*Work task:* Keep only those lines of the records that include the string "stone".

*Given entries:*
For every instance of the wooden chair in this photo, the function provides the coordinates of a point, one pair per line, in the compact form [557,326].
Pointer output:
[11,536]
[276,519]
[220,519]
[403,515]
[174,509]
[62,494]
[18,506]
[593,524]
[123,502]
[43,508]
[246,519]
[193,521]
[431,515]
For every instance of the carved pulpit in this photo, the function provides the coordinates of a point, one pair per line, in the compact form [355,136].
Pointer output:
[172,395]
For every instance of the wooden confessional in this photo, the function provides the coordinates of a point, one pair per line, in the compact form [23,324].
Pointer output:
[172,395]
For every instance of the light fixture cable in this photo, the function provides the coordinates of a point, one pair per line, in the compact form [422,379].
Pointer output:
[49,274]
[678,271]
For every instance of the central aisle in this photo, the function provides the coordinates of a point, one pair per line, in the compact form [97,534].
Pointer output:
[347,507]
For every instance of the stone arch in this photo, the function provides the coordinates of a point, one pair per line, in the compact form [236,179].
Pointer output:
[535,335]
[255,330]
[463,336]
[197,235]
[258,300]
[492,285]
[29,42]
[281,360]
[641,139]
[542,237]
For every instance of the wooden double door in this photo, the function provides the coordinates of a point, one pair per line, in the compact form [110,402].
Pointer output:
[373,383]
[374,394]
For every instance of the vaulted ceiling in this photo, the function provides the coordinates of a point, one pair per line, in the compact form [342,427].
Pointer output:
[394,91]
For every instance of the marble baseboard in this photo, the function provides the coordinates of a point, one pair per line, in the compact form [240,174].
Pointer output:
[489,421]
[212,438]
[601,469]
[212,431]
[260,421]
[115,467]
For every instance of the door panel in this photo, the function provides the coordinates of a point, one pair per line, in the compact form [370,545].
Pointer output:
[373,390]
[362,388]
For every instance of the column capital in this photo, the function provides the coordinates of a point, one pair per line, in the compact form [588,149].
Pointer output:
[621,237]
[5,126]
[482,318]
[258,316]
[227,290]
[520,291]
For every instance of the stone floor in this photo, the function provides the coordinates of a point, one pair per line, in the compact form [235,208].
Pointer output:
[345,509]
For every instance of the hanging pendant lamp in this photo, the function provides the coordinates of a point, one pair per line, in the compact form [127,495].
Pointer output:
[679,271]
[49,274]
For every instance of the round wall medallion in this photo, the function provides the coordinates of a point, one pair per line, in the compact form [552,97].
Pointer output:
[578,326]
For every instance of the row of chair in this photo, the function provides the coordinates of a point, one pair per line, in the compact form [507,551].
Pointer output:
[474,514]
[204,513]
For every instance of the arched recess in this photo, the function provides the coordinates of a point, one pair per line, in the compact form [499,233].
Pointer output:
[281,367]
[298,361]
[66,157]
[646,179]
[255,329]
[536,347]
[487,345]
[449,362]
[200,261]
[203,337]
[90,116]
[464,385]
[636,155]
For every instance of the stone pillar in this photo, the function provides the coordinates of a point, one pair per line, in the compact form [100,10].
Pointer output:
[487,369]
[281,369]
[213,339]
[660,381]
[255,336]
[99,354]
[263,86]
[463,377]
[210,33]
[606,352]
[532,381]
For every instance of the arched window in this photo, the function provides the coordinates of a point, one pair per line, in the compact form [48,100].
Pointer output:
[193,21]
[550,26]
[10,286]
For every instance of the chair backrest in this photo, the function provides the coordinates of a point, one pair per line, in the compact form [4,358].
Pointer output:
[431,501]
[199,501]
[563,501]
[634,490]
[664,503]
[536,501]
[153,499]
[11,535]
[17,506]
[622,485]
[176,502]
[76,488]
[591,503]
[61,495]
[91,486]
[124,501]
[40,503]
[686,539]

*Solution:*
For every instance of the stone arch in this photo, the function provides the coordinates of a point, one pair per line, in the compact form [236,179].
For every instance of the stone floor in this photo, the function provides the coordinates of a point, one pair per line, in the compact form [235,208].
For every instance of the stone pillar in this photo, the function provides the coordinates of a point, one pair per line, in the compact form [100,10].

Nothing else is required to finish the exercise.